→ **Supplied information**:
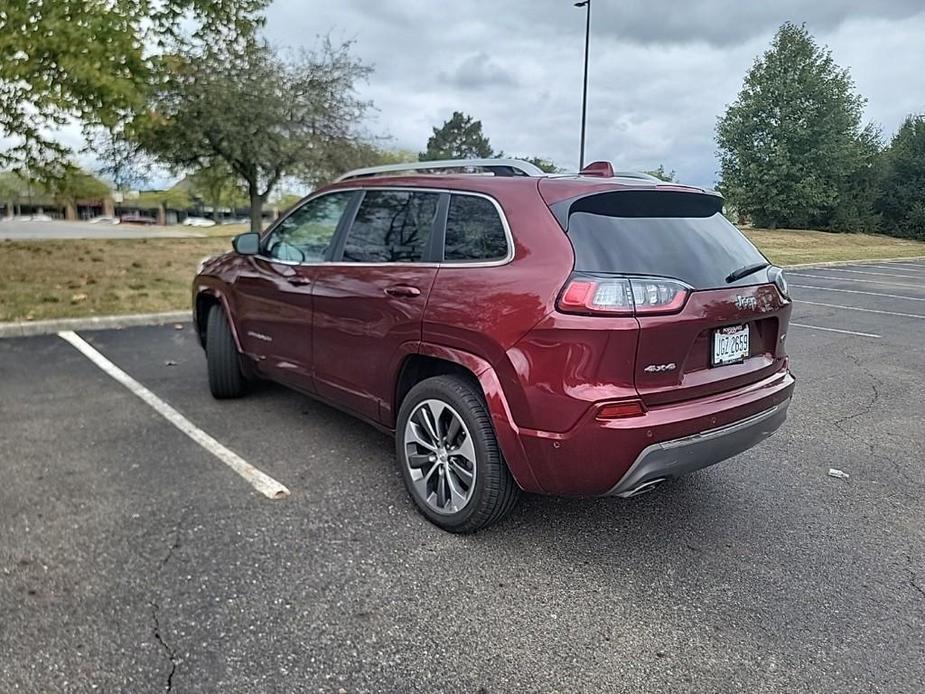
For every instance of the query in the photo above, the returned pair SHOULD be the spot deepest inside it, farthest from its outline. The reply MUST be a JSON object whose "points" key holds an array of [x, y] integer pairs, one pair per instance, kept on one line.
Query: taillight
{"points": [[627, 296], [621, 410]]}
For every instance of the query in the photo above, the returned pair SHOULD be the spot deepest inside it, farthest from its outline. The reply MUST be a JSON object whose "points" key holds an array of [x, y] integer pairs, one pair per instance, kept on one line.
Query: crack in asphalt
{"points": [[913, 576], [865, 409], [169, 651]]}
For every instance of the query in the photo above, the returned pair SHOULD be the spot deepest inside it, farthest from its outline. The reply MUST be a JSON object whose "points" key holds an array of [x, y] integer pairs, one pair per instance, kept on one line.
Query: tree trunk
{"points": [[256, 208]]}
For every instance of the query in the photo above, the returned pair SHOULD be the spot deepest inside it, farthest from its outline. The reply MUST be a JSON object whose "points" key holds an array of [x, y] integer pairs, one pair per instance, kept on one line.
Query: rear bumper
{"points": [[678, 457], [597, 458]]}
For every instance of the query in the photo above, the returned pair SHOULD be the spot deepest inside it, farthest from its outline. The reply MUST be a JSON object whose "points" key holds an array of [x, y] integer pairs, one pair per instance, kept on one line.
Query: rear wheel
{"points": [[226, 379], [449, 456]]}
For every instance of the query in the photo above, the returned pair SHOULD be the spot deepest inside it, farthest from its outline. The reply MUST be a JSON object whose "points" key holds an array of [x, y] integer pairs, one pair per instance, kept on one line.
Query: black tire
{"points": [[494, 491], [226, 379]]}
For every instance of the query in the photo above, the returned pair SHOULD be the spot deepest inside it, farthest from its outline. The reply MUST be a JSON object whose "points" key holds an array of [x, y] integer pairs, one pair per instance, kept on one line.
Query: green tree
{"points": [[792, 147], [901, 198], [121, 161], [265, 115], [92, 60], [460, 137], [663, 174], [217, 186], [545, 164]]}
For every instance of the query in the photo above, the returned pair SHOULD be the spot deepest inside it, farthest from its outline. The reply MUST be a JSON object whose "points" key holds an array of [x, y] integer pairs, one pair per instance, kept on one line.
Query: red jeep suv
{"points": [[592, 334]]}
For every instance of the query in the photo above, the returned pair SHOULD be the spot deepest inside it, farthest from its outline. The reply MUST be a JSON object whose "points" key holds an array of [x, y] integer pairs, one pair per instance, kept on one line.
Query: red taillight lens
{"points": [[603, 294], [620, 410]]}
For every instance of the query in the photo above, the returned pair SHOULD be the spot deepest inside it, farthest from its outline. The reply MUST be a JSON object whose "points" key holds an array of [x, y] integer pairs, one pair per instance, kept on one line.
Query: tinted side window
{"points": [[391, 226], [305, 235], [473, 230]]}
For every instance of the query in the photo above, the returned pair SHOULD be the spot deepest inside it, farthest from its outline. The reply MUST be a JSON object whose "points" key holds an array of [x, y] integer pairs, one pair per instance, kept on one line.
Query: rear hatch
{"points": [[729, 331]]}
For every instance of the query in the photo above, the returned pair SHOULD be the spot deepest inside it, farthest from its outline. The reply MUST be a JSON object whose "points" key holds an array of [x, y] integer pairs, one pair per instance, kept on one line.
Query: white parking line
{"points": [[260, 481], [908, 266], [874, 274], [858, 308], [855, 279], [889, 267], [858, 291], [835, 330]]}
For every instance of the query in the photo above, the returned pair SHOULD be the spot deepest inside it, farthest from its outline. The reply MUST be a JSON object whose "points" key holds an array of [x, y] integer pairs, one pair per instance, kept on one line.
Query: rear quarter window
{"points": [[474, 231]]}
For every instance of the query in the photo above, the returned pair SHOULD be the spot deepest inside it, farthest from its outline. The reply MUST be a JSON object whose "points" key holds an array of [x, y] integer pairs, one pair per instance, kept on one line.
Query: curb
{"points": [[50, 327], [835, 263]]}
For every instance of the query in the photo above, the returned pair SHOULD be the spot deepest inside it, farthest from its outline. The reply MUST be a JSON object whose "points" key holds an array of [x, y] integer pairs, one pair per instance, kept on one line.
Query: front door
{"points": [[274, 292], [369, 303]]}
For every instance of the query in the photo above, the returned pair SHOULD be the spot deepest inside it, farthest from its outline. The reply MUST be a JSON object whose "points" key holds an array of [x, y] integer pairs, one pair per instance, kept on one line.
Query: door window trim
{"points": [[435, 246], [346, 219]]}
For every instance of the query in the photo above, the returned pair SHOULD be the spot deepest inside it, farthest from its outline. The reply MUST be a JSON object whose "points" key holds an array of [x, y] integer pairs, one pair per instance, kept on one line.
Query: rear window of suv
{"points": [[660, 233], [474, 231], [391, 226]]}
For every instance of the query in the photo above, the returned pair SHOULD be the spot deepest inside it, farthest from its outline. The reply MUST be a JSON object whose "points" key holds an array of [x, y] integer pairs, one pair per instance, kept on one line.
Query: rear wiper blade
{"points": [[745, 271]]}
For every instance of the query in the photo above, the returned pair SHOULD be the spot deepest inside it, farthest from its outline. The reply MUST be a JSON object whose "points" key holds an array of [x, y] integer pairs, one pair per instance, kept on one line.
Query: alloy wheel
{"points": [[440, 456]]}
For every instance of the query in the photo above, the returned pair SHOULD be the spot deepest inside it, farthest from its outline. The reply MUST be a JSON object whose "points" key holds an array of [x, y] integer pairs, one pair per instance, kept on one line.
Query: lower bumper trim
{"points": [[681, 456]]}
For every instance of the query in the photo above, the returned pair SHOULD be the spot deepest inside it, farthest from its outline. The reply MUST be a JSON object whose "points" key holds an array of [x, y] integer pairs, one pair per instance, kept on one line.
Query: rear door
{"points": [[273, 289], [369, 302], [729, 332]]}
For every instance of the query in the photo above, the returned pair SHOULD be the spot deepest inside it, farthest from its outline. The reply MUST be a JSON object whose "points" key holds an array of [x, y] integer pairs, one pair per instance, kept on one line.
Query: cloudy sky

→ **Prompt**:
The data above needs to be retyped exactly, with the images left out.

→ **Complete response**:
For every instance of the query in the photo above, the returned pair SHOULD be the spot deepest inside it, farthest from its outline. The reply MUST be a JSON object whose "points" key holds an array of [x, y] integer pairs, one pair per instance, kept on one line.
Query: taillight
{"points": [[627, 296], [621, 410]]}
For every instance of the query in the photo above, the returned pair SHOULD be the spot deepest inside it, farthest from its outline. The reply MUST be a JSON object whose "points" key holds an array of [x, y] integer pairs, one pair per instance, kept on one line.
Query: crack in asphalt
{"points": [[913, 576], [865, 409], [169, 651]]}
For every instance of the query in the photo above, the returned pair SHOULD be the spot deepest inside it, farthest from its outline. The reply MUST be a JSON object whose "points" key holds an array of [x, y] integer pairs, one pair per instance, kept on one line.
Query: tree trunk
{"points": [[256, 208]]}
For every instance of the query in the photo above, the returned pair SHOULD be the spot deepest inside it, farthest from its outline. The reply MUST be a JSON object whose "points" key holds an array of [x, y] integer pairs, one pair per instance, kept on one line.
Query: rear bumper
{"points": [[678, 457], [597, 458]]}
For every instance of the query in the photo above, the returned pair SHOULD be the spot deepest inside it, farthest from its outline. The reply MUST be a JSON object whose "points" key holds an array of [x, y] integer pairs, one pair per instance, kept on one line.
Query: rear wheel
{"points": [[226, 379], [449, 456]]}
For every instance of the query in the photo above, the returned pair SHOULD be the spot deepest inside it, farthest from its outline. The reply MUST be a JSON object whose "points" key holds an array of [x, y] integer pairs, one pair per instance, kept on one line.
Query: black tire
{"points": [[494, 491], [226, 379]]}
For every instance of the query in the photo above, the returned pair SHOULD be the spot deepest inside it, farthest from its outline. The reply MUST be a JSON object whose "points" key holds an array of [x, y] integer pairs, one pair per instance, kept on one line.
Query: green tree
{"points": [[792, 147], [901, 198], [121, 161], [265, 115], [92, 60], [460, 137], [663, 174], [217, 186], [545, 164]]}
For every instance of the query in the photo above, the returned pair SHOULD be the spot deepest inside it, farthest from its outline. The reply MUST be a JSON object whose "points" key holds an array of [x, y] integer pairs, one pair per instance, kept on one line.
Query: red jeep suv
{"points": [[592, 334]]}
For every instance of the query in the photo above, the returned pair SHOULD be the spot deepest inside it, farthest from its outline. The reply MUST be a JSON object whose "points" key holds an array of [x, y] integer pairs, one pair per instance, kept on one line.
Query: red taillight lens
{"points": [[603, 294], [620, 410]]}
For every instance of the query in the photo above, the returned pair SHOULD be the spot deepest inside it, farthest from its outline. The reply MUST be a JSON object whose "points" key holds an array of [x, y] integer pairs, one pair per instance, kept on one line.
Query: tinted side window
{"points": [[391, 226], [305, 235], [473, 230]]}
For every instance of the query in the photo above, the returned pair SHOULD be the spot deepest inside it, farthest from its outline. The reply MUST be a JSON object whose "points" key holds an array of [x, y] integer pairs, one pair per instance, kept on one line.
Query: rear hatch
{"points": [[729, 331]]}
For every instance of the query in the photo above, the returned pair SHOULD be the spot deepest inside it, farthest from its outline. The reply MUST be a JSON object whose "points" key holds an array of [x, y] integer pairs, one pair per instance, kept on one line.
Query: white parking line
{"points": [[260, 481], [908, 266], [874, 274], [858, 308], [855, 279], [889, 267], [858, 291], [835, 330]]}
For every instance of the query in the photo above, the returned pair SHOULD be the spot deepest inside it, farthest from its outline. The reply MUST be a JSON object whose "points" key holds an array of [x, y] integer pairs, one pair per instance, kept on one line.
Query: rear quarter window
{"points": [[474, 231]]}
For every instance of the query in the photo above, the returned pair SHOULD be the spot deepest inside it, farthest from its outline. The reply MUST be a JSON object whose "points" key holds an array of [x, y] integer pairs, one pair per instance, kept on one line.
Query: curb
{"points": [[50, 327], [835, 263]]}
For every instance of the query in the photo above, the returned pair SHOULD be the spot deepest inside it, farthest from its outline. The reply MUST be a JSON object whose "points" key holds an array of [x, y] integer pairs, one pair per instance, kept on one line.
Query: front door
{"points": [[274, 292], [369, 303]]}
For every instance of the query in the photo above, the returned pair SHOULD be the spot deepest inside it, farthest from its outline. The reply MUST be a JSON object whose "points" key holds an array of [x, y] integer pairs, one pair per instance, kept on one line.
Query: door window trim
{"points": [[435, 246], [346, 219]]}
For every instance of the query in the photo above, the returned pair SHOULD be the spot deepest inside it, farthest from its outline. The reply MUST be a JSON object whose "points" key holds an array of [x, y] integer pairs, one pair per instance, kept on one line.
Query: rear window of suv
{"points": [[660, 233], [474, 231], [391, 226]]}
For every instance of the query in the photo above, the returned pair SHOULD be the spot deepest inside it, farthest from its outline. The reply MUST be a JSON object whose "points" key holds an array of [x, y] integer pairs, one pair per instance, kept on one line.
Query: rear wiper blade
{"points": [[745, 271]]}
For every instance of the query in the photo above, the returned pair SHOULD be the spot deepest inside it, farthest from its outline. The reply MUST be a JSON object whose "points" key holds an array of [x, y] integer pairs, one pair per instance, kept on one line.
Query: alloy wheel
{"points": [[440, 456]]}
For every instance of the query in the photo above, the returned pair SHOULD be the spot deepest inside it, farthest from its outline. The reply MUST be a JSON object whose "points" key holds an array of [x, y] integer pairs, one pair per instance, kept on one line.
Query: lower bumper trim
{"points": [[681, 456]]}
For every instance of the query in the photo above, the returned pair SHOULD be the spot deepest inside it, farthest from its outline. The reply MUST be a JSON object whose "points" key holds an array of [x, y] integer pairs, one pair per instance, kept on one line.
Query: rear door
{"points": [[273, 289], [369, 302], [729, 332]]}
For every instance of the query in the photo above, the returned pair SHOULD be the spot deepest inside it, farthest from its outline. The reply MUST be a JSON object whose "points" key holds an array of [x, y] integer pairs, one pair per instance, kept on one line.
Query: cloudy sky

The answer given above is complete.